■ GOAL OF THE EXERCISE ■
Copy every line from the start of the items through the line that contains "<point>601,361</point>", both included, and multiply each coordinate in the answers by 2.3, rounding to whole numbers with halves rounded up. Leave all other lines unchanged, including the sample coordinates in them.

[start DATA]

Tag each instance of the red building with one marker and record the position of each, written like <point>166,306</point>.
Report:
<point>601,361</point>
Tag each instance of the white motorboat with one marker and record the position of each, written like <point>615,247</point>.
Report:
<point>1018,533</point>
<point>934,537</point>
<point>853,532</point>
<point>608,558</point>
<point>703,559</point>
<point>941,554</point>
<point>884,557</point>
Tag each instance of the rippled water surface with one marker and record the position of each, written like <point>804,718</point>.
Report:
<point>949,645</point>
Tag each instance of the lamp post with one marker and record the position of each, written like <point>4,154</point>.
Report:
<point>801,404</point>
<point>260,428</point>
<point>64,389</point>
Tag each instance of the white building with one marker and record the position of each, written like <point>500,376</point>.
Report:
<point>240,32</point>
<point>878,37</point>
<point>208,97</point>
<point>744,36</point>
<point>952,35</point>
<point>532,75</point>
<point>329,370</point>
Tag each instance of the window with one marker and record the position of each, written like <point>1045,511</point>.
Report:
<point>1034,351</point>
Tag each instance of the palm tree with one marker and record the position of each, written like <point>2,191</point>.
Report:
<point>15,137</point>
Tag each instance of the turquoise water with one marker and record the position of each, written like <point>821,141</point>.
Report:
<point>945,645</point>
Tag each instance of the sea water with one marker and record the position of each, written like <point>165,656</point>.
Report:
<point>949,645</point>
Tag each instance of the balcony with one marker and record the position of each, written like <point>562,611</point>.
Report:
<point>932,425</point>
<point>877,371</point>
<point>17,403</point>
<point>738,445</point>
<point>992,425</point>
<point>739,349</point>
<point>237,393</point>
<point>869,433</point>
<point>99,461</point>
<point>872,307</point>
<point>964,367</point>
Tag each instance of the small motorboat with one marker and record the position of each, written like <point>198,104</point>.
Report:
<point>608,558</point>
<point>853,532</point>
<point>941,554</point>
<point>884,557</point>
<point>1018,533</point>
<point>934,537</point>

[end DATA]

■ RESULT FOR THIS EXERCISE ■
Tag each instance of the red building with one marker and record the position of each, written like <point>166,306</point>.
Report:
<point>1382,830</point>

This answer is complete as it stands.